Acciones a realizar:
1. Según el fragmento sobre la Apacet, ¿a través de qué ministerio remitió el Poder Ejecutivo el proyecto de ley al Parlamento?
2. Reescriba de forma más breve el párrafo del fragmento sobre la Apacet que comienza con «A primera vista, la idea surge», conservando sus datos principales.
3. Prosiga el fragmento sobre la Apacet a partir de su última oración.
··· Fragmento proporcionado
Paysandú, Lunes 19 de Octubre de 2009
Opinion | 18 Oct Con sobrada razón, crecen los cuestionamientos de una diversidad de sectores –con excepción de los directamente beneficiarios-- ante el proyecto de ley remitido por el Poder Ejecutivo al Parlamento a través del Ministerio de Educación y Cultura, por el cual se crea la Agencia de Promoción y Aseguramiento de la Calidad de la Educación Terciaria (Apacet).
A primera vista, la idea surge como una intención del gobierno de actuar como control de la calidad de este sector de la educación, que hasta ahora se ha controlado a sí mismo, en el caso de la Universidad de la República, y seguramente con la intención de marcar eventuales deficiencias para enmendarlas y apuntar a una mejor enseñanza y capacitación.
······
··· Entradas
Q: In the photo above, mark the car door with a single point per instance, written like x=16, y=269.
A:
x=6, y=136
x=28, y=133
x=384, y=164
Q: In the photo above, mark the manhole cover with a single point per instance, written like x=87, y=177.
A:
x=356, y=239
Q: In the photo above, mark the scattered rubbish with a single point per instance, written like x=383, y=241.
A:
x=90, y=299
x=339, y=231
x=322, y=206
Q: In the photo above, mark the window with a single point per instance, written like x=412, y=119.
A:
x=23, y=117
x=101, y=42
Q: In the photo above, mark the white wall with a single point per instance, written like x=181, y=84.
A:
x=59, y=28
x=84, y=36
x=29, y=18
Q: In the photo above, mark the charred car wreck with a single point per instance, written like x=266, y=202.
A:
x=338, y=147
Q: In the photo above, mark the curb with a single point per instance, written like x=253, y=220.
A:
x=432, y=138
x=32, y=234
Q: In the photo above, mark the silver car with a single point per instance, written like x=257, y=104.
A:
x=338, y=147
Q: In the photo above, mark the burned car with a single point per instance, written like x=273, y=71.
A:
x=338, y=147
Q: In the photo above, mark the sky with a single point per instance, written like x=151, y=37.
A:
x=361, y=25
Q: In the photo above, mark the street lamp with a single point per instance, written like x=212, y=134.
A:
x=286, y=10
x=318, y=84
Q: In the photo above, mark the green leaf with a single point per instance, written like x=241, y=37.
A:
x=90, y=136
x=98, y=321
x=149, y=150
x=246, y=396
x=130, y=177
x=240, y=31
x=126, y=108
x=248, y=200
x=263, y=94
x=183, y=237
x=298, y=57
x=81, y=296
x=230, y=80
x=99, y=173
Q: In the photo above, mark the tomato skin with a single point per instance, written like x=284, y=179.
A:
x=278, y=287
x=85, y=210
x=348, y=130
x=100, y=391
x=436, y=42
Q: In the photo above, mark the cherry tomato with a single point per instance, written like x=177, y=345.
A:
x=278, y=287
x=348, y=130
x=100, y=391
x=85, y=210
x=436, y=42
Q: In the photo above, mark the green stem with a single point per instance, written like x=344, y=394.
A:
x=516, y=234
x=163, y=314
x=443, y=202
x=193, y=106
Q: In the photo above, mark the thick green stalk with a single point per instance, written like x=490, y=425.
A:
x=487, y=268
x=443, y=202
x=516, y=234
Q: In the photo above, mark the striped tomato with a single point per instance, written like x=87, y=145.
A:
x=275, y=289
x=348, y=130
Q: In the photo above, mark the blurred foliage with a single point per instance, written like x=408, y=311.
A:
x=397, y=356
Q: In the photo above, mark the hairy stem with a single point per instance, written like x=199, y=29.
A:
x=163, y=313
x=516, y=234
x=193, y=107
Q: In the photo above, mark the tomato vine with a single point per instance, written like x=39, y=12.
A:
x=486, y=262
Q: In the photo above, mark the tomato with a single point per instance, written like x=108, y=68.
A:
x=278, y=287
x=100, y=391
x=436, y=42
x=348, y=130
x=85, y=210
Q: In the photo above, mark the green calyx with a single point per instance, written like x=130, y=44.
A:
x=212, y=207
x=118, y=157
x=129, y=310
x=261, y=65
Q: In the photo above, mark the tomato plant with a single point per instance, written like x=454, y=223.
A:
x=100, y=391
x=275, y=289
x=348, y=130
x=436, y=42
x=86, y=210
······
Resultados por tarea:
1. A través del Ministerio de Educación y Cultura.

2. A primera vista, el gobierno pretende controlar la calidad de la educación terciaria, que hasta ahora se ha controlado a sí misma en el caso de la Universidad de la República, seguramente para detectar y corregir deficiencias y mejorar la enseñanza y la capacitación.

3.
Claro, una cosa es la intención manifiesta y otra muy distinta como se instrumenta la idea, o mejor dicho, hacia donde se dirige el intento de control de la “calidad”, porque la Apacet que promueve el gobierno como un logro estará integrada por cinco miembros designados por el presidente de la República, de los cuales dos de la Universidad, uno del Ministerio de Educación, uno del estatal Instituto Universitario de Educación y uno de todo el sistema privado de universidades.
De acuerdo a la fundamentación del proyecto enviado por el Poder Ejecutivo, la universidad pública “es el exponente arquetípico de la educación universitaria uruguaya” y puede “organizar su funcionamiento con prescindencia de toda otra corporación y autoridad”, por lo que se crea este organismo para “regular el funcionamiento del sector privado de la Educación Terciaria”.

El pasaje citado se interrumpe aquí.